Copy the data from its start through the line containing "left=0, top=123, right=45, bottom=132", inclusive, keeping the requests and their format samples unchanged and increasing every bounding box coordinate in the answers by 70. Leave the pictures out.

## Material for this exercise
>> start

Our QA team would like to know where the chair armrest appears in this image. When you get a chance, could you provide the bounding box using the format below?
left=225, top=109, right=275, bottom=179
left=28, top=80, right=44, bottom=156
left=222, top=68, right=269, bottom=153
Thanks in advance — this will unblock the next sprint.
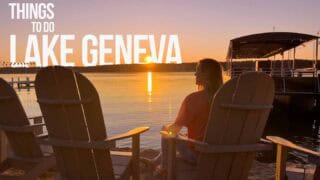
left=267, top=136, right=320, bottom=156
left=106, top=127, right=150, bottom=142
left=160, top=131, right=273, bottom=153
left=28, top=116, right=43, bottom=119
left=37, top=127, right=149, bottom=149
left=0, top=123, right=45, bottom=132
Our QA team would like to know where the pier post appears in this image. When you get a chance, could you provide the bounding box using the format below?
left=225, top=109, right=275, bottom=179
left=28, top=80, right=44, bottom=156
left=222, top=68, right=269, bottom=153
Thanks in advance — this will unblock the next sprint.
left=0, top=131, right=8, bottom=162
left=276, top=144, right=288, bottom=180
left=17, top=77, right=20, bottom=89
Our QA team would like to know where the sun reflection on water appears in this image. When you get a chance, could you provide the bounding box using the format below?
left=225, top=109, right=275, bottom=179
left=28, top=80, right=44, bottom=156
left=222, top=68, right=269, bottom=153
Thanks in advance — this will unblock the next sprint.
left=148, top=72, right=152, bottom=102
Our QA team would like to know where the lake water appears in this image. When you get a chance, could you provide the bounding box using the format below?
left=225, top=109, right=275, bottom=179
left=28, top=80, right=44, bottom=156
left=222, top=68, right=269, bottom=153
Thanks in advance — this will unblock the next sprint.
left=0, top=72, right=320, bottom=161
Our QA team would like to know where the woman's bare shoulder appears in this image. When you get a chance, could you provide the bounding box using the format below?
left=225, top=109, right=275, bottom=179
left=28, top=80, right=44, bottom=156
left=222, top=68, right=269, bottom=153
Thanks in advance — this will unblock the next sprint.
left=185, top=91, right=207, bottom=101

>> end

## Written answer
Our QA team would like to know where the chair armrest appears in this image. When you get a chance, could you provide the bounding box using the format below?
left=225, top=109, right=275, bottom=179
left=28, top=80, right=44, bottom=156
left=222, top=68, right=269, bottom=153
Thanks in advance — this will unblock the next sprint.
left=337, top=206, right=390, bottom=226
left=176, top=197, right=220, bottom=212
left=230, top=201, right=343, bottom=223
left=98, top=186, right=113, bottom=189
left=107, top=197, right=219, bottom=219
left=70, top=193, right=115, bottom=202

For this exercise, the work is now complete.